(Excerpts from a point labeling dataset)
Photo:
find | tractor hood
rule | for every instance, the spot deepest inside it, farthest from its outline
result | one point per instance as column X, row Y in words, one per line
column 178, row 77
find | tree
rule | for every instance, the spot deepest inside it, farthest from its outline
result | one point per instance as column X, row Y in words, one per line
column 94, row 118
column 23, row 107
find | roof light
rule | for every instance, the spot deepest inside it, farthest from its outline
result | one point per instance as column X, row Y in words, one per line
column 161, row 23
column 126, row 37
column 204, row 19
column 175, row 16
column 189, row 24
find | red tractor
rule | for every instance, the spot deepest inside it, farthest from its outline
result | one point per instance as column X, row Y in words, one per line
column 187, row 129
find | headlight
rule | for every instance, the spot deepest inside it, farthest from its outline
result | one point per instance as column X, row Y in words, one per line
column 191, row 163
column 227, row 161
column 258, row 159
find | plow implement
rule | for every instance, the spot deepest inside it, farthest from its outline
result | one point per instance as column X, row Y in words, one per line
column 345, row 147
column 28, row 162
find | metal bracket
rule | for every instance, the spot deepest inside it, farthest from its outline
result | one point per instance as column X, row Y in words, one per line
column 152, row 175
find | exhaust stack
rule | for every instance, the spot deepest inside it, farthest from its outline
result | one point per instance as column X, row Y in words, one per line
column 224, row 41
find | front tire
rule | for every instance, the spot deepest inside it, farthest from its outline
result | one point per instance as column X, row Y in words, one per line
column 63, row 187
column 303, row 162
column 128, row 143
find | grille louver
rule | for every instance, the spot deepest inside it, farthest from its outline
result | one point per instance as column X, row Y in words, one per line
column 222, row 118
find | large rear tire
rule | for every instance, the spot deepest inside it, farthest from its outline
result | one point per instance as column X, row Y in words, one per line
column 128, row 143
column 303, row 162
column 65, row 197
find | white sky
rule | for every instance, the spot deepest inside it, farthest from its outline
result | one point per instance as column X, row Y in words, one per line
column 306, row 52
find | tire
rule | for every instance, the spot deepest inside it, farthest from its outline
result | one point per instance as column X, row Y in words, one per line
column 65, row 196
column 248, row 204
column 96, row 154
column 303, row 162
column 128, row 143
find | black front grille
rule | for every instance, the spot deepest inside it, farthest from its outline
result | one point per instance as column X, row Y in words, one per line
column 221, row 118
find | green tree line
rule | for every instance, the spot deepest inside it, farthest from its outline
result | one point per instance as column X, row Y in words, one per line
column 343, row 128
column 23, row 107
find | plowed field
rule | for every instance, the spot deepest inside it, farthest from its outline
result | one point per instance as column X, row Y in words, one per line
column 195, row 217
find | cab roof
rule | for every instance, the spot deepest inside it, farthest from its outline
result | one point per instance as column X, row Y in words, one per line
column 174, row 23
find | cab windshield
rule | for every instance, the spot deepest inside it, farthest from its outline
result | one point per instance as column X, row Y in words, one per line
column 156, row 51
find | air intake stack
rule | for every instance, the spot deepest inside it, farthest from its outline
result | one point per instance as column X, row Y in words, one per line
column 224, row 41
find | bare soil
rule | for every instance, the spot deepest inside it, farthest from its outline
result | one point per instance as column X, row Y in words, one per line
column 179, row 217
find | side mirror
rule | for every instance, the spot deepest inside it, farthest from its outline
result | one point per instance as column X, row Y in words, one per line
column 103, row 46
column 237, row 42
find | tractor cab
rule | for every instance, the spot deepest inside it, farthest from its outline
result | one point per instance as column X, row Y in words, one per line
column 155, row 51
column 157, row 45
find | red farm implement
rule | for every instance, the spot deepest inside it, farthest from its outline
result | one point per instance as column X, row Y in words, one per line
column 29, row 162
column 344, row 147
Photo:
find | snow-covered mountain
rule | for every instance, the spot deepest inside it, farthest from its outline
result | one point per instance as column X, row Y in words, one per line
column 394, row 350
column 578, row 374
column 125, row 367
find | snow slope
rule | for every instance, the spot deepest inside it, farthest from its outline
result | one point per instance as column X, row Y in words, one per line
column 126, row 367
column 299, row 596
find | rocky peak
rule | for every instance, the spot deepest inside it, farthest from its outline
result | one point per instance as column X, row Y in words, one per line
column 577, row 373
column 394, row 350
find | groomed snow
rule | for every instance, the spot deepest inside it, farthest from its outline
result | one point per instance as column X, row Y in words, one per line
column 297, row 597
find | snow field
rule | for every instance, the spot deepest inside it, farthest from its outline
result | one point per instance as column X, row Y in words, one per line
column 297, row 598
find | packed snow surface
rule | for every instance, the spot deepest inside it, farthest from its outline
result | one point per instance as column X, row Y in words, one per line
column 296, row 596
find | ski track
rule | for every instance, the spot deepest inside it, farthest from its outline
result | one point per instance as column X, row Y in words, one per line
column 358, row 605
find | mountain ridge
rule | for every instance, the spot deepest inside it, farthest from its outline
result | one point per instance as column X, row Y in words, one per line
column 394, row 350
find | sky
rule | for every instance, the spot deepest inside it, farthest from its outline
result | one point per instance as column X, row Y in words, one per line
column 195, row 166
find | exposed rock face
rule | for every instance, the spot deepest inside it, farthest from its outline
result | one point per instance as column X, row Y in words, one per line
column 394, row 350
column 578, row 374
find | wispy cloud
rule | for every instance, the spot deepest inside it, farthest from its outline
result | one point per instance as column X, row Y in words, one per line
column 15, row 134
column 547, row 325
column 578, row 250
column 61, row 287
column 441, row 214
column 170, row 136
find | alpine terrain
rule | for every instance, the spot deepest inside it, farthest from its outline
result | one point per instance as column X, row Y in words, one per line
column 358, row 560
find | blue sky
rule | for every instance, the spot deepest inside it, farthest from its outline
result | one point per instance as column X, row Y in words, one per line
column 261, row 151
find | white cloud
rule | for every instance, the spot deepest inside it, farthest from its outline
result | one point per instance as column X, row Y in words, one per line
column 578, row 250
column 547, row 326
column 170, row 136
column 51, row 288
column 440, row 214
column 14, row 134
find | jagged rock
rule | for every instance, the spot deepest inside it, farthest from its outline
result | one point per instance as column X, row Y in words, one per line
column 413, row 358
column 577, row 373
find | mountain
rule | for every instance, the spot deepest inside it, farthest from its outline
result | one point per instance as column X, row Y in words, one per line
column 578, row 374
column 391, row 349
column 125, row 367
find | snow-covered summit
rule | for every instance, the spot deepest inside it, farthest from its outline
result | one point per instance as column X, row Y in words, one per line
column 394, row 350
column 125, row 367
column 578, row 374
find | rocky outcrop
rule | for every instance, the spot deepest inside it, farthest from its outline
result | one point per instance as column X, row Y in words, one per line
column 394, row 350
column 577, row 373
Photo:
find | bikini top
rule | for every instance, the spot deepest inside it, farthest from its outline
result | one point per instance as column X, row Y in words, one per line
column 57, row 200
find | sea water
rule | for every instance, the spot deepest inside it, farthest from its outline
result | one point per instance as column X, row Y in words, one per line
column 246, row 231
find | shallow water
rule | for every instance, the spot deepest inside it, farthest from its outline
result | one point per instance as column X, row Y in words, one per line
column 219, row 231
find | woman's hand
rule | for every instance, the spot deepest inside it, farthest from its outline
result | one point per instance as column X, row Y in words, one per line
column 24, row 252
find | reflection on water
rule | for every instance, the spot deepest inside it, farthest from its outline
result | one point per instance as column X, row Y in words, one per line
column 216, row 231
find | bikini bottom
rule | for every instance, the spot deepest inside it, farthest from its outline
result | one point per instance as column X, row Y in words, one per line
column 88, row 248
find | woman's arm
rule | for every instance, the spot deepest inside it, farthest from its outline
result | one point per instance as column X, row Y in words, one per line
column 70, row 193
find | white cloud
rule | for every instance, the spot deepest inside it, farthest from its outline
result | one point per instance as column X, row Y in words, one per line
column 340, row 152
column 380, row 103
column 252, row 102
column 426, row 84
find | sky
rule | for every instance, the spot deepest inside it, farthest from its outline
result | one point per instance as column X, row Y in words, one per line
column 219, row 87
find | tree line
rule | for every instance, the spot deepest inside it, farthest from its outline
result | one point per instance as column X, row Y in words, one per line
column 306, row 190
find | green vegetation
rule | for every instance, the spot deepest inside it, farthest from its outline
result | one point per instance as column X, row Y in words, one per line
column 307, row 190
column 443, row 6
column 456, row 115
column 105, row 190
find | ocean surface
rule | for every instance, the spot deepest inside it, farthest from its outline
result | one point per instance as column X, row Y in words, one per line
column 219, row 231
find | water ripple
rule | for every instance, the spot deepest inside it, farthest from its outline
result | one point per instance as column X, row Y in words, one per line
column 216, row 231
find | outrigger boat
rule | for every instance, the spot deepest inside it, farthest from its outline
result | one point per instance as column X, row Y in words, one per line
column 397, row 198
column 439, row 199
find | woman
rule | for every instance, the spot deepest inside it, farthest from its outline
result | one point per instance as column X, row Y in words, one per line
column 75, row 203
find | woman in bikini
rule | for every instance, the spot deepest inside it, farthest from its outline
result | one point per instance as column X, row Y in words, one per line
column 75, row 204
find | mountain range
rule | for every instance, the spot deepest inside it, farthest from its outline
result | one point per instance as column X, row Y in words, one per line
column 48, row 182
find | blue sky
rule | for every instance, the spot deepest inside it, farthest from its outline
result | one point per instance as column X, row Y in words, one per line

EXERCISE AIM: Express the material as a JSON list of strings with one string per line, skipping blank lines. Begin at the first line of the material and stop after the line containing "column 178, row 77".

ANSWER FOR THE TASK:
[
  "Photo:",
  "find | tractor hood",
  "rule | for every instance, the spot deepest inside it, farthest from its outline",
  "result | one point per instance as column X, row Y in words, one per line",
  "column 178, row 77"
]